REQUEST: Copy out word for word the part of the items below that begins with the line containing "Objective — one point per instance of the fire truck wheel" and ends with the line containing "[[191, 25], [114, 33], [236, 21], [308, 79]]", including both of those lines.

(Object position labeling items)

= = =

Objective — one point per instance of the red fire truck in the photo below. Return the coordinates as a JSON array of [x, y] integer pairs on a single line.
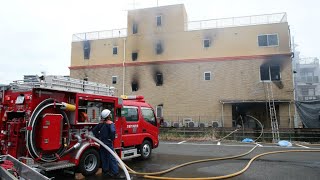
[[44, 124]]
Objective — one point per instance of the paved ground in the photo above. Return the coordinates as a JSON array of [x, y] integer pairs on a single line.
[[293, 166]]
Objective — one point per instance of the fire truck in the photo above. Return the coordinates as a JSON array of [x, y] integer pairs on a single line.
[[44, 124]]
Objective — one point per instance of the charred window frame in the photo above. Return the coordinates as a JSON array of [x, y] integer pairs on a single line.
[[114, 79], [148, 115], [207, 76], [159, 48], [86, 49], [134, 28], [134, 56], [159, 79], [267, 40], [159, 111], [115, 50], [159, 20], [206, 43], [270, 73], [134, 86], [130, 113]]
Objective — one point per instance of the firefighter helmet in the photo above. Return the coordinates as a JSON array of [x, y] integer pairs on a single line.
[[105, 113]]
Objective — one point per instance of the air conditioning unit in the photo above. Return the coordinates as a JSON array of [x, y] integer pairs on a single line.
[[167, 124], [176, 124], [216, 124], [202, 125], [186, 121]]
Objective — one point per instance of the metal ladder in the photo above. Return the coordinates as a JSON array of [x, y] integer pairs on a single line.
[[66, 84], [273, 113]]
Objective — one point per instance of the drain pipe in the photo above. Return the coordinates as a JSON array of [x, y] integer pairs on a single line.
[[123, 166], [123, 65]]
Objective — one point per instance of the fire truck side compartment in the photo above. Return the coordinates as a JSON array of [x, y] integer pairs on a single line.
[[51, 132]]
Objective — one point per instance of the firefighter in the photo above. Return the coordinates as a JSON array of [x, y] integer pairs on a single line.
[[105, 131]]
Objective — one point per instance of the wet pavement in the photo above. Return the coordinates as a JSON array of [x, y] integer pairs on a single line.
[[296, 166]]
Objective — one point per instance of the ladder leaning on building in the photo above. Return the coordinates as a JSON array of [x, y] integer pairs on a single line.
[[273, 113]]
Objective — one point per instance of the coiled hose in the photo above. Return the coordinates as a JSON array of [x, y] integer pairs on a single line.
[[30, 138]]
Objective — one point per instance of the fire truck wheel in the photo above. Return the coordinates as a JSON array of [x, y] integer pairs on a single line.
[[145, 150], [89, 162]]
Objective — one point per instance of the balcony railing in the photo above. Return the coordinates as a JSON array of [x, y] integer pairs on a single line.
[[191, 25], [114, 33], [236, 21], [308, 79]]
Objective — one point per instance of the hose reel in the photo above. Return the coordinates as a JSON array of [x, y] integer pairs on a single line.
[[36, 152]]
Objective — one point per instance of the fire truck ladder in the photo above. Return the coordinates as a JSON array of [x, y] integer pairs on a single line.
[[273, 113], [66, 84]]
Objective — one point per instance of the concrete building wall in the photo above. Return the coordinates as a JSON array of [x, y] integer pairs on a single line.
[[225, 42], [233, 59], [185, 92]]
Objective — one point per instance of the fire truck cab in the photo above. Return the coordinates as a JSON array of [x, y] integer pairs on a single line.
[[44, 124]]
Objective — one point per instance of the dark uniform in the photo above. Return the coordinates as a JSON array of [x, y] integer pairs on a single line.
[[106, 133]]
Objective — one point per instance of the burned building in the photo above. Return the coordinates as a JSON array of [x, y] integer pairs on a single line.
[[201, 73]]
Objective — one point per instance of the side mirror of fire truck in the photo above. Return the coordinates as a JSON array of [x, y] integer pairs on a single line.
[[159, 121]]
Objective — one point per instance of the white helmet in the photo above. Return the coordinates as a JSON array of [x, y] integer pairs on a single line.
[[105, 113]]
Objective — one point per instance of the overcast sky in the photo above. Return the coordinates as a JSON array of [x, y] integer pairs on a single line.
[[36, 34]]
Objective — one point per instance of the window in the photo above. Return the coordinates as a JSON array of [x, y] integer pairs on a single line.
[[311, 92], [206, 43], [159, 79], [268, 40], [115, 50], [304, 92], [130, 113], [148, 115], [159, 111], [134, 28], [134, 56], [159, 48], [134, 86], [114, 79], [308, 77], [159, 20], [270, 73], [86, 49], [207, 76]]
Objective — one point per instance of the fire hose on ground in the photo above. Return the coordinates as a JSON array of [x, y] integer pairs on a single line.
[[150, 175], [122, 165]]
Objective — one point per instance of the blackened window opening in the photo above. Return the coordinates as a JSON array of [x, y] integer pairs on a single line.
[[134, 56], [134, 86], [134, 28], [206, 43], [270, 73], [86, 49], [159, 21], [159, 79], [115, 50], [159, 48]]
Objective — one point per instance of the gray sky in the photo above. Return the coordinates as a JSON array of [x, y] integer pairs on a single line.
[[36, 34]]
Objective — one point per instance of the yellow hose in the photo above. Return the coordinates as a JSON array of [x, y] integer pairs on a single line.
[[188, 163], [233, 174]]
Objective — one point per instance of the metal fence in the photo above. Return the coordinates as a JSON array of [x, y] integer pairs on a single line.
[[201, 121], [114, 33], [236, 21]]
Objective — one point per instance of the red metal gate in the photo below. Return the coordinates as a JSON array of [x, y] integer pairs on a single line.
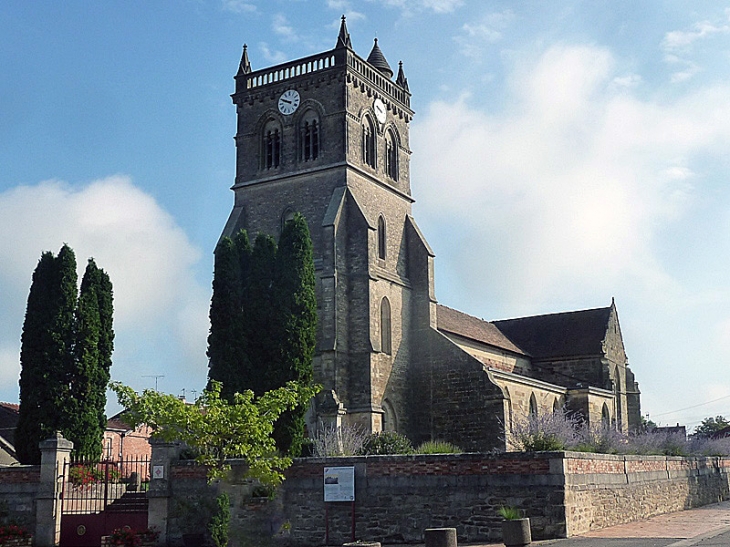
[[99, 497]]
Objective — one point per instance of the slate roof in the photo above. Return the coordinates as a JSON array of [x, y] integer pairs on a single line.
[[377, 59], [468, 326], [559, 335]]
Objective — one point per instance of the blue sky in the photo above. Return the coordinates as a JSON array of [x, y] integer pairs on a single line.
[[564, 153]]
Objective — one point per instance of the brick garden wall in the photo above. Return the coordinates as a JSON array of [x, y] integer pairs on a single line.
[[397, 497]]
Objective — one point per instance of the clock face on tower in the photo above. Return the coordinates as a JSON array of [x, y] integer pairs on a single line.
[[288, 102]]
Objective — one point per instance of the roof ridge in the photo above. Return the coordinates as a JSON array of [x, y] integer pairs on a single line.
[[554, 314]]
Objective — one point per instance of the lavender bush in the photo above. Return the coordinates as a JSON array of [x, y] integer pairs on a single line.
[[602, 438], [331, 441], [550, 431], [567, 431]]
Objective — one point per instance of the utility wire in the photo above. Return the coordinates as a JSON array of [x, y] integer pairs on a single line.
[[693, 406]]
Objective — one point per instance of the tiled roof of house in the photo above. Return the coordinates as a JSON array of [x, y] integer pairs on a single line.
[[558, 335], [116, 422], [468, 326]]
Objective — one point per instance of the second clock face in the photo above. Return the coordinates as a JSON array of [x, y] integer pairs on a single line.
[[288, 102]]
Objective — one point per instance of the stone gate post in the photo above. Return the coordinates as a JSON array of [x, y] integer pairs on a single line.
[[55, 453], [163, 454]]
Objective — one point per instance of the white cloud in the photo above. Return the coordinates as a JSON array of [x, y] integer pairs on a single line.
[[442, 6], [281, 26], [573, 184], [682, 42], [682, 39], [238, 6], [157, 302], [409, 7], [487, 30], [272, 56]]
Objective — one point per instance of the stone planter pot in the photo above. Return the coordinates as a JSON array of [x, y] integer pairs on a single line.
[[17, 542], [516, 533]]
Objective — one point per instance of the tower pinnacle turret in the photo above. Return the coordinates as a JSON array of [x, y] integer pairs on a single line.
[[377, 59]]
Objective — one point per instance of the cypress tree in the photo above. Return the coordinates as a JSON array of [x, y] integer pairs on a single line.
[[85, 420], [295, 305], [46, 353], [260, 321], [224, 340]]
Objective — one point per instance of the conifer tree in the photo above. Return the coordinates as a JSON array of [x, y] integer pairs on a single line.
[[65, 356], [225, 352], [263, 319], [260, 321], [295, 305], [46, 353], [85, 419]]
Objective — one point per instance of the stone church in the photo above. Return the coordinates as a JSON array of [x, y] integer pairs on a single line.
[[328, 136]]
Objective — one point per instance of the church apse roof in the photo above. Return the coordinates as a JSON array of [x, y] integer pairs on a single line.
[[559, 335], [468, 326]]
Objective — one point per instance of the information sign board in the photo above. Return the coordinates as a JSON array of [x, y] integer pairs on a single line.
[[339, 484]]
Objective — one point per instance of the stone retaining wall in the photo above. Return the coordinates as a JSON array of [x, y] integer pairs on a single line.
[[398, 497], [18, 491]]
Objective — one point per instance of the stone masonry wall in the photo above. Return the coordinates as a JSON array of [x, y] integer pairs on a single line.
[[18, 491], [398, 497], [604, 490]]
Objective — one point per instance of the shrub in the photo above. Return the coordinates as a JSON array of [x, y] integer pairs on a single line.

= = =

FINAL RESULT:
Objective — one point per instance of the fire truck wheel in the photo above. Return the coordinates as a JSON array of [x, y] integer pairs on a single line.
[[145, 150], [89, 162]]
Objective — one point per instance of the balcony railing in the photo above. Return the coordinates as a JSON array of [x, y] integer pairs on a single line.
[[191, 25], [114, 33], [236, 21], [308, 79]]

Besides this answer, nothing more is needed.